**Task requirements**
Pull out every line in the stored data below that contains the string "stripe", matching case exactly.

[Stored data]
-=-=-=-=-

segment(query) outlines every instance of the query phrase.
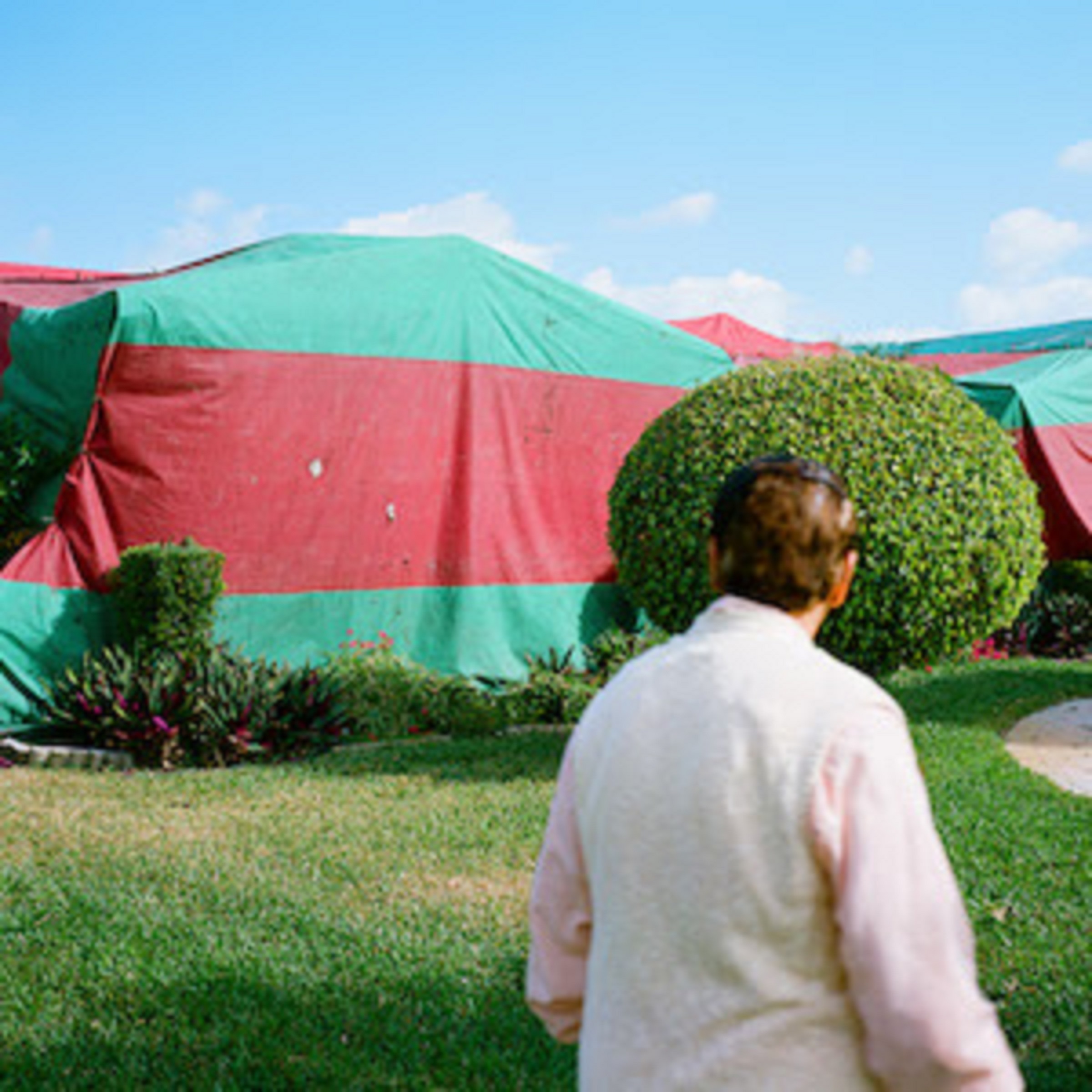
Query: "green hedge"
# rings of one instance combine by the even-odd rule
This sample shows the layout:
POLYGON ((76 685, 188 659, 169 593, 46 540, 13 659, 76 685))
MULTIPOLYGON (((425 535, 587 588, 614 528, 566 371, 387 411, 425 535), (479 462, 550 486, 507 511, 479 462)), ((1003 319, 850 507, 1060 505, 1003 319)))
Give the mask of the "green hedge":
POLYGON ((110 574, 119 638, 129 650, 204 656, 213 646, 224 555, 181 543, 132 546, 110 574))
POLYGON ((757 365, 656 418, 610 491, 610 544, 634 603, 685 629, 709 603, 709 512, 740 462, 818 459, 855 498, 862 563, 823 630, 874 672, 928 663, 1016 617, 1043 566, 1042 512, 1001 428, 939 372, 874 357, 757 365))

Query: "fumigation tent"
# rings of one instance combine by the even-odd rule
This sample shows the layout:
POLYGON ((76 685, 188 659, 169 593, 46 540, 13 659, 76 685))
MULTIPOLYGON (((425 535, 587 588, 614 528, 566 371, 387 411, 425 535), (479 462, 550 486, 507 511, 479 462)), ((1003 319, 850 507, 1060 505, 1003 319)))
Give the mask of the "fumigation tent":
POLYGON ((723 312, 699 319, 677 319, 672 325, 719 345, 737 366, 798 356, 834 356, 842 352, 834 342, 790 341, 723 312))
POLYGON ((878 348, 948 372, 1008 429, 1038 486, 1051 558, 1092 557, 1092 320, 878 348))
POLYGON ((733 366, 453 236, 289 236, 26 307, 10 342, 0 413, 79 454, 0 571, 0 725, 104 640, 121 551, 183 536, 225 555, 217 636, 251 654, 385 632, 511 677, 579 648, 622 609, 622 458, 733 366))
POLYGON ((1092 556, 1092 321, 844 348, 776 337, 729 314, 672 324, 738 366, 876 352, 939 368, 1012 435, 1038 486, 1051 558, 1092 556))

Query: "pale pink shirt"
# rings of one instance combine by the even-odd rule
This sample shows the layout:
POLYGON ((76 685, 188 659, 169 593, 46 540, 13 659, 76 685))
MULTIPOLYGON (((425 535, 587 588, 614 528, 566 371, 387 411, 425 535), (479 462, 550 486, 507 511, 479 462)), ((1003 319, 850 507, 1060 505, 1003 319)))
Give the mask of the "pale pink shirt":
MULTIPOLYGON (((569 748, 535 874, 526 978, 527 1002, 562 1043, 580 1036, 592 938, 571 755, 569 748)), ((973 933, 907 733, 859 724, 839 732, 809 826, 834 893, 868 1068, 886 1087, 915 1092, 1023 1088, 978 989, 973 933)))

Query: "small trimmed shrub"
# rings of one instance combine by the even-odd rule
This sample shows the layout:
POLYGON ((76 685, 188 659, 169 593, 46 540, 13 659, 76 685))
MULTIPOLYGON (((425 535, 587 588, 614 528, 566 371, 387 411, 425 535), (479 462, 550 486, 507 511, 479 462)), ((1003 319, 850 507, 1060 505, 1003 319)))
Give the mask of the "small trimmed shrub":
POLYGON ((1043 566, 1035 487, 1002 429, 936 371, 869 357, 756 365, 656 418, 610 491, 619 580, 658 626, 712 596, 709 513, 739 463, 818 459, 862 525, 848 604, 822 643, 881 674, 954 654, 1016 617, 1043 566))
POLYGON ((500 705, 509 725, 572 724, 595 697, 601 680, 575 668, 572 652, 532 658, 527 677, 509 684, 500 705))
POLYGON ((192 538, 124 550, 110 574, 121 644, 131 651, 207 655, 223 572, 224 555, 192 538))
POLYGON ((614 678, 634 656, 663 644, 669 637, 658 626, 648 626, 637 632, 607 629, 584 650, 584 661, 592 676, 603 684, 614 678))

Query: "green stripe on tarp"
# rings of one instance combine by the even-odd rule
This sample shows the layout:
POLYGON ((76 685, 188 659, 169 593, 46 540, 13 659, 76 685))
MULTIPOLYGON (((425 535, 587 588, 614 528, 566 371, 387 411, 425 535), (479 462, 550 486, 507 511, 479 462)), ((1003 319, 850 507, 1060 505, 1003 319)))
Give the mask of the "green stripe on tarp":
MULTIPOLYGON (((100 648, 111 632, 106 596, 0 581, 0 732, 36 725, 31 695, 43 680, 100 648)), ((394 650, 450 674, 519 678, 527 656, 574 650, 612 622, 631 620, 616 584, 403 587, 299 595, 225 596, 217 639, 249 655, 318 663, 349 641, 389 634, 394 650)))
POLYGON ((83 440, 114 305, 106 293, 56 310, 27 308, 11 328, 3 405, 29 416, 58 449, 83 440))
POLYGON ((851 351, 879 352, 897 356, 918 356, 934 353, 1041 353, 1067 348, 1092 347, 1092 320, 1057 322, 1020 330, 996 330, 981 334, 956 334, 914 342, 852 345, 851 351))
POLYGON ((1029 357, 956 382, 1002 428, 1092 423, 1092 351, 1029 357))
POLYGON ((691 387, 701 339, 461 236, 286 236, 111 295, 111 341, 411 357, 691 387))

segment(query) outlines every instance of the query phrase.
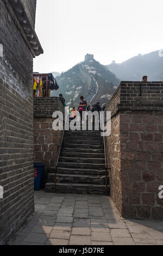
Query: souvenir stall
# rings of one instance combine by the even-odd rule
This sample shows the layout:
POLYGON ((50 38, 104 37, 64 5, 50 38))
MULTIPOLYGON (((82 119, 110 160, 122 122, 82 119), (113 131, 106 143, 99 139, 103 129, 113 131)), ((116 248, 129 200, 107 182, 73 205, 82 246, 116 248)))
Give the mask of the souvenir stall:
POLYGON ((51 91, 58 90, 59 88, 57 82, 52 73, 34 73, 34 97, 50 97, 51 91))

-=-=-=-=-

**Solution for this problem**
Query: "green stripe on tarp"
Give the mask of the "green stripe on tarp":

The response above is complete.